PROBLEM DESCRIPTION => Please restate the following records word for word.

THE INPUT =>
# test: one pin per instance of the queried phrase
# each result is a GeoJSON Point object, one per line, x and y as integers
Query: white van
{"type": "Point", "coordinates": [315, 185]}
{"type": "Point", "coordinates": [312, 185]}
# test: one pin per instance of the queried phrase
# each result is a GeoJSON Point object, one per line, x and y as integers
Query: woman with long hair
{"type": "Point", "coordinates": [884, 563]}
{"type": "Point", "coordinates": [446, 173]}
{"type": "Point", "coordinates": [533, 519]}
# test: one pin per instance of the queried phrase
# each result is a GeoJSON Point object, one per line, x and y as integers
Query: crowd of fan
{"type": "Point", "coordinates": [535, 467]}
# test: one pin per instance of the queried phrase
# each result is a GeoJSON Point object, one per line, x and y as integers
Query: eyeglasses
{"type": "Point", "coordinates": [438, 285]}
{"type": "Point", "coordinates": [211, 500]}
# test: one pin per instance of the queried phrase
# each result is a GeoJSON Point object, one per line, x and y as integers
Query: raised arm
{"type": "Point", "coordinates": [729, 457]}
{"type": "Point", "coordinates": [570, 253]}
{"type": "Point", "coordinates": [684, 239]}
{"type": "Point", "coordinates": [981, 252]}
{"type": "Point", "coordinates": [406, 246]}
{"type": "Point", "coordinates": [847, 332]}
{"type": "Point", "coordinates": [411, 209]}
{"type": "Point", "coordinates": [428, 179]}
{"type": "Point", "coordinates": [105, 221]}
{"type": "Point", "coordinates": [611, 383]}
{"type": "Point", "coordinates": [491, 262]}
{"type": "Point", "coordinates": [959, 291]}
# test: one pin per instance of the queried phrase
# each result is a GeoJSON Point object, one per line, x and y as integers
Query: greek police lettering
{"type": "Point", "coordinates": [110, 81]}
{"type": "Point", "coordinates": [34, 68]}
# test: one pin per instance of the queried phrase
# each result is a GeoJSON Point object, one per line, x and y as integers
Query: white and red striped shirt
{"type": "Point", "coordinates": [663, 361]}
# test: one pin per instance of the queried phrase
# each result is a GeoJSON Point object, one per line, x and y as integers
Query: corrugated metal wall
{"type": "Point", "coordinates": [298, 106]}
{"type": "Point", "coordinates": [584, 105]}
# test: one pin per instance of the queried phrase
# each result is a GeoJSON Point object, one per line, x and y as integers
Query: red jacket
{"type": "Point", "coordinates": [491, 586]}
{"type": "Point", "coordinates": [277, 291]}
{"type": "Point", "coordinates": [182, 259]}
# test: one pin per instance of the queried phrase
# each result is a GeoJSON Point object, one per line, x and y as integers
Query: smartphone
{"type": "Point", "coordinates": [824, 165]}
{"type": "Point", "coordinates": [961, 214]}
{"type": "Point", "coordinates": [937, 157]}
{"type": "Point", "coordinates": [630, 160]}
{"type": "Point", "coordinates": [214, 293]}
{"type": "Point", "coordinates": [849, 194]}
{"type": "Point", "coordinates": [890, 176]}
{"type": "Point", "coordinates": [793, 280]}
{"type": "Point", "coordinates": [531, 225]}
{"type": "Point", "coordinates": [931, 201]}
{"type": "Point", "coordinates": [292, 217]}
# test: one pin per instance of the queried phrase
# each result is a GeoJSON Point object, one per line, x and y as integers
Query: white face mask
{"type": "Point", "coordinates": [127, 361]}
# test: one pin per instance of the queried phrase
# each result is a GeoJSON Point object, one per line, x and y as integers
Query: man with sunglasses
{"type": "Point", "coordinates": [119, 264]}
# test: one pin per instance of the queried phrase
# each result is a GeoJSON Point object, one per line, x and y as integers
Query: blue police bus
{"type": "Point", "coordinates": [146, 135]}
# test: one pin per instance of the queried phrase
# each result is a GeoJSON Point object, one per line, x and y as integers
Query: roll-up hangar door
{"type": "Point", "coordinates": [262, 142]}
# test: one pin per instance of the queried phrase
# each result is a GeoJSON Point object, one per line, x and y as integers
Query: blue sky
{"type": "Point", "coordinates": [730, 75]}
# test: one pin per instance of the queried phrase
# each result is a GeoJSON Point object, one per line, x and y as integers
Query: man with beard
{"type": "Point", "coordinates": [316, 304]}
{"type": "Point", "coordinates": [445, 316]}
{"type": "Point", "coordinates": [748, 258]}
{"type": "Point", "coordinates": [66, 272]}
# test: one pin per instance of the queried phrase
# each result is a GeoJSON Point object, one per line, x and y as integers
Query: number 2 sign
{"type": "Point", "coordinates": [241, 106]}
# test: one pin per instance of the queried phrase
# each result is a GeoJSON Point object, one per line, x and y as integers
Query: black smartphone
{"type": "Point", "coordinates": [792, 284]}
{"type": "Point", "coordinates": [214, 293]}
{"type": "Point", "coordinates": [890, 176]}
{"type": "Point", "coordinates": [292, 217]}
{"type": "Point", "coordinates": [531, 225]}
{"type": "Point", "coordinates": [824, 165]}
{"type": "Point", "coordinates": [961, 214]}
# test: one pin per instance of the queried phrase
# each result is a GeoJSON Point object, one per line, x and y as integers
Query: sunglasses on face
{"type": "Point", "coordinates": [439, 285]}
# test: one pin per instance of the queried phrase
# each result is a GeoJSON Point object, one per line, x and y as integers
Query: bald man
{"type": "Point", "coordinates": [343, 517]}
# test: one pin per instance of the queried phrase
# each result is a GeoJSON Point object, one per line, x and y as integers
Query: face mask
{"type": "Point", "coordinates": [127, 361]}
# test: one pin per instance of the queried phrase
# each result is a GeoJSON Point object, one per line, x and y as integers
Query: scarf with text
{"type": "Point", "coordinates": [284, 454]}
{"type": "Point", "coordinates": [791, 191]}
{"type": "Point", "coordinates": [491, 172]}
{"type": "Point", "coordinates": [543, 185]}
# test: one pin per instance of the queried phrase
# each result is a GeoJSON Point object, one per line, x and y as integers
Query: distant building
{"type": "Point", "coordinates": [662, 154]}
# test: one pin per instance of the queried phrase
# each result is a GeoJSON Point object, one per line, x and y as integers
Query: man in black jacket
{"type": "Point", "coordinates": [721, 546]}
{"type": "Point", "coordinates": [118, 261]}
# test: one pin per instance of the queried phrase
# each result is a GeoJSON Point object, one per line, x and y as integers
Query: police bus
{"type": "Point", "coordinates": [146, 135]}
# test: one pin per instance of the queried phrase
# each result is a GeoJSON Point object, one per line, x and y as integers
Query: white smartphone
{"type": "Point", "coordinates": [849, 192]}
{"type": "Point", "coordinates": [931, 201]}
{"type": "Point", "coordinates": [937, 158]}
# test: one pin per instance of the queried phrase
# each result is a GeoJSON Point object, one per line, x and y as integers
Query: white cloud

FINISHED EXERCISE =>
# test: one pin per instance of the queried phrase
# each result is a GeoJSON Point object, one per line, x and y as integers
Query: white van
{"type": "Point", "coordinates": [315, 185]}
{"type": "Point", "coordinates": [312, 185]}
# test: one pin per instance of the queried phrase
# each result is a GeoJSON Point object, one per line, x and y as integers
Query: woman with long hair
{"type": "Point", "coordinates": [884, 563]}
{"type": "Point", "coordinates": [446, 173]}
{"type": "Point", "coordinates": [533, 519]}
# test: one pin per instance of the queried phrase
# each result is a GeoJSON Point object, one per line, x and y as integers
Query: crowd of fan
{"type": "Point", "coordinates": [535, 467]}
# test: one pin per instance of the queried phrase
# each result is a GeoJSON Point object, one per line, x and y as integers
Query: eyeglasses
{"type": "Point", "coordinates": [438, 285]}
{"type": "Point", "coordinates": [211, 500]}
# test: one pin per instance of the queried phrase
# each result is a GeoJSON Point object, one per line, x and y as integers
Query: raised arm
{"type": "Point", "coordinates": [729, 457]}
{"type": "Point", "coordinates": [570, 253]}
{"type": "Point", "coordinates": [684, 239]}
{"type": "Point", "coordinates": [981, 252]}
{"type": "Point", "coordinates": [406, 246]}
{"type": "Point", "coordinates": [847, 332]}
{"type": "Point", "coordinates": [411, 209]}
{"type": "Point", "coordinates": [428, 179]}
{"type": "Point", "coordinates": [105, 221]}
{"type": "Point", "coordinates": [611, 383]}
{"type": "Point", "coordinates": [491, 262]}
{"type": "Point", "coordinates": [959, 291]}
# test: one pin per instance of the queried phrase
# each result is a GeoJSON Point object, one per line, x and y as integers
Query: greek police lettering
{"type": "Point", "coordinates": [110, 81]}
{"type": "Point", "coordinates": [34, 68]}
# test: one pin per instance of the queried phrase
# each result is a GeoJSON Point object, one per line, x and y as integers
Query: white and red striped shirt
{"type": "Point", "coordinates": [663, 361]}
# test: one pin per instance of the queried phrase
# each result is a GeoJSON Point object, one per line, x and y as integers
Query: corrugated metal wall
{"type": "Point", "coordinates": [298, 106]}
{"type": "Point", "coordinates": [584, 105]}
# test: one pin per instance of the queried phrase
# each result is a GeoJSON Point object, one per line, x and y as integers
Query: red jacket
{"type": "Point", "coordinates": [491, 586]}
{"type": "Point", "coordinates": [277, 291]}
{"type": "Point", "coordinates": [182, 259]}
# test: one pin per instance of the queried phrase
# each result is a GeoJSON Point object, one per line, x and y as integers
Query: smartphone
{"type": "Point", "coordinates": [824, 165]}
{"type": "Point", "coordinates": [961, 214]}
{"type": "Point", "coordinates": [937, 157]}
{"type": "Point", "coordinates": [630, 160]}
{"type": "Point", "coordinates": [214, 293]}
{"type": "Point", "coordinates": [849, 194]}
{"type": "Point", "coordinates": [890, 176]}
{"type": "Point", "coordinates": [793, 280]}
{"type": "Point", "coordinates": [531, 225]}
{"type": "Point", "coordinates": [931, 201]}
{"type": "Point", "coordinates": [292, 217]}
# test: one pin per instance of the queried phrase
# each result is a GeoJSON Point object, one per line, x and y as integers
Query: white face mask
{"type": "Point", "coordinates": [127, 361]}
# test: one pin per instance of the queried phrase
# each result is a GeoJSON Point object, one per line, x and y as integers
Query: man with sunglasses
{"type": "Point", "coordinates": [119, 264]}
# test: one pin per instance of the queried phrase
# each result is a GeoJSON Point object, one per line, x and y as integers
Query: blue police bus
{"type": "Point", "coordinates": [146, 135]}
# test: one pin per instance of the queried phrase
# each result is a GeoJSON Point object, one per line, x and y as integers
Query: roll-up hangar door
{"type": "Point", "coordinates": [262, 142]}
# test: one pin per instance of the queried phrase
# each result is a GeoJSON Point object, one per line, x and y as integers
Query: blue sky
{"type": "Point", "coordinates": [730, 75]}
# test: one pin per instance of the queried phrase
# each result is a GeoJSON Point object, one per line, x and y as integers
Query: man with beard
{"type": "Point", "coordinates": [316, 304]}
{"type": "Point", "coordinates": [445, 316]}
{"type": "Point", "coordinates": [748, 258]}
{"type": "Point", "coordinates": [66, 272]}
# test: one pin per instance of the queried phrase
# each result is a GeoJSON Point object, one per line, x and y as integers
Query: number 2 sign
{"type": "Point", "coordinates": [241, 106]}
# test: one pin per instance of the queried phrase
# each result is a GeoJSON Point object, one per line, x and y as integers
Query: black smartphone
{"type": "Point", "coordinates": [792, 284]}
{"type": "Point", "coordinates": [214, 293]}
{"type": "Point", "coordinates": [890, 176]}
{"type": "Point", "coordinates": [292, 217]}
{"type": "Point", "coordinates": [531, 225]}
{"type": "Point", "coordinates": [824, 165]}
{"type": "Point", "coordinates": [961, 214]}
# test: one pin per instance of the queried phrase
# each result is a GeoJSON Point object, one per line, x and y as integers
Query: sunglasses on face
{"type": "Point", "coordinates": [439, 285]}
# test: one pin per instance of the queried phrase
# each result is a GeoJSON Point object, one per line, x and y as integers
Query: bald man
{"type": "Point", "coordinates": [343, 517]}
# test: one pin per instance of the queried phrase
# each result is a GeoJSON Point object, one per line, x and y as integers
Query: face mask
{"type": "Point", "coordinates": [127, 361]}
# test: one pin per instance of the queried phrase
# each result is a GeoJSON Point object, one per line, x and y as integers
Query: scarf with text
{"type": "Point", "coordinates": [284, 454]}
{"type": "Point", "coordinates": [791, 191]}
{"type": "Point", "coordinates": [491, 172]}
{"type": "Point", "coordinates": [543, 185]}
# test: one pin per instance of the queried phrase
# each result is a GeoJSON Point object, one per line, x and y as integers
Query: distant building
{"type": "Point", "coordinates": [662, 154]}
# test: one pin per instance of the queried phrase
# each result is a GeoJSON Point object, one per line, x and y as integers
Query: man in black jacket
{"type": "Point", "coordinates": [721, 546]}
{"type": "Point", "coordinates": [118, 261]}
# test: one pin per instance of the queried phrase
# each result is a GeoJSON Point object, one per line, x and y as integers
Query: police bus
{"type": "Point", "coordinates": [146, 135]}
# test: one pin per instance of the queried phrase
# each result is a GeoJSON Point object, one per line, x and y as integers
Query: white smartphone
{"type": "Point", "coordinates": [849, 192]}
{"type": "Point", "coordinates": [931, 201]}
{"type": "Point", "coordinates": [937, 158]}
# test: one pin per instance of the queried phrase
# each result is a GeoJSON Point object, one per line, x and y as integers
Query: white cloud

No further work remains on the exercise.